▸ What is being asked
Nothing but the line with "# response lists one point per instance, each like pixel 121" and the lines after it, through the end of the records below, is to be repeated, exactly as it is.
=== Available data ===
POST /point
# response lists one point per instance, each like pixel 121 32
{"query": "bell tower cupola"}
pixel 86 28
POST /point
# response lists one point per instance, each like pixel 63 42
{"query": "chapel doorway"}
===
▸ Problem solution
# response lists one point per instance, each like pixel 121 32
{"query": "bell tower cupola"}
pixel 86 28
POST /point
# response lists one point per instance, each like pixel 63 42
{"query": "chapel doorway"}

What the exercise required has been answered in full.